> **AIM**:
Write out the whole of the material exactly.

> **ENTRIES SHOWN**:
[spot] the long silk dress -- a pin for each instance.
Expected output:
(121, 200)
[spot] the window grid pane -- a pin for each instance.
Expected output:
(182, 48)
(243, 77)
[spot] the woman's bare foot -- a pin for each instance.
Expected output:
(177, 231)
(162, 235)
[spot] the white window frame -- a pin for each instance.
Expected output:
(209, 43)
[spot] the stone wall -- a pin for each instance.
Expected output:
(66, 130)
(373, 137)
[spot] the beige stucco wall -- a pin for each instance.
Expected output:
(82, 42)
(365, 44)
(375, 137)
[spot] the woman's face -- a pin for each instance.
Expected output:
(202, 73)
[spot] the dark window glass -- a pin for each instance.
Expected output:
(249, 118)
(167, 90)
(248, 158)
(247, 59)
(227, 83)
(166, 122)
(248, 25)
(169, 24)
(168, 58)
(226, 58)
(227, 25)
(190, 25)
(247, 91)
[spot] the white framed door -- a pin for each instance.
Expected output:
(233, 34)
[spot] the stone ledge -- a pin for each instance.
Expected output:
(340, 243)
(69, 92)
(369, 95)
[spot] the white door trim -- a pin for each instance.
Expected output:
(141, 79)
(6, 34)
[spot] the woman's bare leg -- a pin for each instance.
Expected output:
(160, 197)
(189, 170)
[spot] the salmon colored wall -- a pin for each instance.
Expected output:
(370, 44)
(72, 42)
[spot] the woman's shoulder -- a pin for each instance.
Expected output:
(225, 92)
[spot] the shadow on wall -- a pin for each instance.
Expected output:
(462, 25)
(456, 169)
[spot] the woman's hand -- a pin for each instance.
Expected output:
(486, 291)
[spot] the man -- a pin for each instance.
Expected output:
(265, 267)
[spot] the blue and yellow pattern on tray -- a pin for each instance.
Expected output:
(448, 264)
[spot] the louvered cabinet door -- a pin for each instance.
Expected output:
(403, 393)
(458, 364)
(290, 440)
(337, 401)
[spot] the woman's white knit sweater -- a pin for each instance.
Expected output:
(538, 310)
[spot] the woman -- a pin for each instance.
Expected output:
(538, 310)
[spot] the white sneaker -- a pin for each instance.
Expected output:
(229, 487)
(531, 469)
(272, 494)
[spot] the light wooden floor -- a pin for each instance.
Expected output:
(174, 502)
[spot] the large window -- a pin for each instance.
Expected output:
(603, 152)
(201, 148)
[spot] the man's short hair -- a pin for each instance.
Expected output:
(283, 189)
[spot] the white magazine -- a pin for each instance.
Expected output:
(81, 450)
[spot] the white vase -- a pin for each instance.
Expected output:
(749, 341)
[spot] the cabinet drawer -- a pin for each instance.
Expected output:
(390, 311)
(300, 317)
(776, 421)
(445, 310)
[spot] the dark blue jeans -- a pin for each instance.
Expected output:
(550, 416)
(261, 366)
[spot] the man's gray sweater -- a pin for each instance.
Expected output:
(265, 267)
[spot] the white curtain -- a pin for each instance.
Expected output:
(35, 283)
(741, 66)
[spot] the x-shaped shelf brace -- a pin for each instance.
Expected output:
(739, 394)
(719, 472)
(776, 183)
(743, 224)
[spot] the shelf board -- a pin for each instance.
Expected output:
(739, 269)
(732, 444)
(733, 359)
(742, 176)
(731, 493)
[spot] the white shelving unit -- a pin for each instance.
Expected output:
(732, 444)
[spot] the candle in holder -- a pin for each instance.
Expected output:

> **RESPONSE**:
[spot] the long silk dress -- a pin for each instance.
Expected output:
(121, 200)
[spot] the window grid pane -- a pin for each instance.
Expected output:
(182, 48)
(243, 77)
[spot] the woman's bare foot -- a pin for each instance.
Expected output:
(177, 231)
(162, 235)
[spot] the white window frame -- a pin for each instance.
Expected output:
(209, 43)
[spot] the stone wall -- a pin for each instance.
Expected output:
(66, 130)
(373, 137)
[spot] the beige stucco wall -- a pin for each instance.
Expected output:
(82, 42)
(365, 44)
(375, 137)
[spot] the woman's face -- a pin for each instance.
Expected output:
(202, 73)
[spot] the dark window glass -- a pin for each instance.
Expected output:
(249, 118)
(167, 90)
(248, 158)
(247, 59)
(227, 83)
(166, 122)
(248, 25)
(169, 24)
(168, 58)
(226, 58)
(227, 25)
(190, 25)
(247, 91)
[spot] the white framed door -- a pin for each instance.
Expected output:
(233, 34)
[spot] the stone ledge -- a pin for each instance.
Expected output:
(340, 243)
(69, 92)
(369, 95)
[spot] the white door trim -- a pin for each instance.
Expected output:
(141, 79)
(6, 34)
[spot] the woman's bare leg -- a pin for each instance.
Expected output:
(160, 197)
(189, 170)
[spot] the salmon colored wall -- a pin for each instance.
Expected output:
(370, 44)
(72, 42)
[spot] the woman's shoulder -- a pin for each instance.
Expected output:
(225, 92)
[spot] the shadow on wall -- a pin for each instance.
Expected output:
(462, 25)
(456, 169)
[spot] the woman's hand -- a pin for each instance.
Expected output:
(486, 291)
[spot] the man -- a pin for each instance.
Expected output:
(265, 267)
[spot] the blue and yellow pattern on tray -- a pin for each instance.
Expected output:
(448, 264)
[spot] the louvered cabinet door -- a pin for each instance.
Expected output:
(403, 393)
(458, 364)
(290, 440)
(337, 401)
[spot] the woman's white knit sweater -- a pin for each instance.
Expected output:
(538, 310)
[spot] the woman -- a pin for each instance.
Expected output:
(538, 310)
[spot] the white sneaker -- a pin for each instance.
Expected output:
(229, 487)
(531, 469)
(272, 494)
[spot] the light wooden floor -- a pin for each instance.
Expected output:
(174, 502)
[spot] the large window -- a pin for each instance.
Expected output:
(603, 152)
(201, 148)
[spot] the man's short hair -- a pin for each instance.
Expected output:
(283, 189)
[spot] the white magazine -- a pin for each instance.
Expected output:
(81, 450)
[spot] the white vase -- a pin for each instance.
Expected output:
(749, 341)
[spot] the cabinet drawer -- a pin for each instance.
Expected output:
(390, 311)
(300, 317)
(776, 421)
(445, 310)
[spot] the dark blue jeans -- a pin for each instance.
Expected output:
(550, 416)
(261, 366)
[spot] the man's gray sweater -- a pin for each instance.
Expected output:
(265, 267)
[spot] the white curtain -- a pin for each instance.
Expected output:
(35, 283)
(741, 66)
[spot] the x-shaped shelf brace -- a pin for each instance.
Expected output:
(739, 394)
(719, 472)
(776, 183)
(743, 224)
[spot] the shelf board -- a pin for each instance.
Expected output:
(739, 269)
(732, 444)
(733, 359)
(742, 176)
(731, 493)
[spot] the white shelving unit -- a pin for each instance.
Expected output:
(732, 444)
[spot] the candle in holder -- a pin for each instance.
Expected output:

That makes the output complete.